CONSIGNA 1 —
Según el fragmento sobre los viajes por Marruecos, ¿quién fundó la ciudad de Fez y en qué siglo?
CONSIGNA 2 —
Reescribe de forma más breve el párrafo del fragmento sobre los viajes por Marruecos que empieza con «En mi juventud visité la ciudad» y conserva sus datos principales.
CONSIGNA 3 —
Retoma el fragmento sobre los viajes por Marrakech y Fez a partir de su última oración.

FRAGMENTO —
GPR: En mi juventud visité la ciudad en varias ocasiones. Me pasaba el día en la Plaza Jemaa-el-Fná, haciendo fotos a diestro y siniestro: adivinos, comefuegos, contadores de historias, saltimbanquis, encantadores de serpientes, con un fondo de darboukas y raitas estridentes, los puestos de merguez, de harira, de chubarkía. Hace un par de años volví a Marrakech, y volví a la Jemaa-el-Fná. El ambiente bullicioso y festivo era el mismo, pero ahora cada vez que me llevaba la cámara a la cara para hacer una foto, enseguida me asaltaba en un tono agresivo, la misma cantilena: money, money, money.
AB: La ciudad de Fez, fundada en el siglo octavo por Idris, al margen del río Fez, creo que tiene una de las mezquitas más antiguas del África. Cuando visité la ciudad, recuerdo las curtiembres de piel y esas calles tortuosas….
GPR: Para mí la ciudad más interesante de Marruecos es Fez, la capital espiritual del país, con sus cientos de mezquitas, algunas tan emblemáticas como la Qarouiyyín. Juan Goytisolo tenía razón: hay que perderse en el laberinto de la medina de Fez. El viajero ha de olvidar las balizas orientadoras de su cultura, de su lengua, de su identidad, para acceder a un mundo donde el tiempo parece haberse detenido. Y de pronto, se oye voz del almuédano llamando a oración.

ENTRADAS —
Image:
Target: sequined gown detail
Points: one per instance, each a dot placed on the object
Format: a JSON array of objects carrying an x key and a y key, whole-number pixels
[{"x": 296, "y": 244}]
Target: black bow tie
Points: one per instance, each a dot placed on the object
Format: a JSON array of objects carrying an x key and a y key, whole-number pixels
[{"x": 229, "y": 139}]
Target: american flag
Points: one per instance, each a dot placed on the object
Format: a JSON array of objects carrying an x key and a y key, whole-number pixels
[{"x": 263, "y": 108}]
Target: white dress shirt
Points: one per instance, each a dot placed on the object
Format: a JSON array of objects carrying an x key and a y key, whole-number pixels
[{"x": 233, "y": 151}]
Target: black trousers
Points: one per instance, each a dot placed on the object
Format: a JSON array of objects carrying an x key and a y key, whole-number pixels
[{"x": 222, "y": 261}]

--

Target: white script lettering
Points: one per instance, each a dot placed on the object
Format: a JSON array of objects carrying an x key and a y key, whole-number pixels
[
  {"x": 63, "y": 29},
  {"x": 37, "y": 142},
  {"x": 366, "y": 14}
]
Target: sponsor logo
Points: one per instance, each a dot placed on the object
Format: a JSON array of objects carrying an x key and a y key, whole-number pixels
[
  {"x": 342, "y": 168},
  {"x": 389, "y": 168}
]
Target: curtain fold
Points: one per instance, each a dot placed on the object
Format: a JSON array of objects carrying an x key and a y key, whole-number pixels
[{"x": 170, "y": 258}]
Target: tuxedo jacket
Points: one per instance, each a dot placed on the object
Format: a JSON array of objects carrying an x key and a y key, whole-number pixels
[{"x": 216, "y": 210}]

RESPUESTA CORRECTA 1 —
La fundó Idris en el siglo octavo.

RESPUESTA CORRECTA 2 —
En mi juventud visité Marrakech varias veces y pasaba el día en la Plaza Jemaa-el-Fná. Allí fotografiaba a adivinos, comefuegos, saltimbanquis y encantadores de serpientes, entre música estridente y puestos de comida. Hace un par de años volví y el ambiente festivo seguía igual. Sin embargo, cada vez que alzaba la cámara, me reclamaban dinero en tono agresivo.

RESPUESTA CORRECTA 3 —
AB: Otra ciudad fascinante es Casablanca. Posiblemente por la famosa película, que por cierto no se filmó allí sino en Hollywood, ¿no?
GPR: Sí, así es. Casablanca, en la década de los años cincuenta, era un puerto muy importante sobre el Atlántico. Hoy es la capital económica del país, con todo lo bueno y malo que eso conlleva. Yo recuerdo haber visitado Casablanca cuando todavía existía la aduana entre los dos protectorados. Después volví muchas veces, porque mi padre tenía negocios allí. La verdad es que aunque tiene sus encantos, la ciudad nunca me ha llamado mucho la atención. Demasiado europea para mi gusto, en el contexto en que estamos, claro está. Prefiero Rabat, hoy la capital. Una de las últimas veces que estuve en Rabat fue a invitación de la Universidad Mohammed V para dar unas conferencias sobre las relaciones hispano-marroquíes. Hay rincones en Rabat donde el viajero se siente en Granada o en Sevilla. Y no en vano allí vivieron muchos de los moriscos que habían sido expulsados de España, siempre tan benévola con sus hijos. Desde Rabat se ve el puerto de Salé, que fue un enclave de piratería durante varios siglos.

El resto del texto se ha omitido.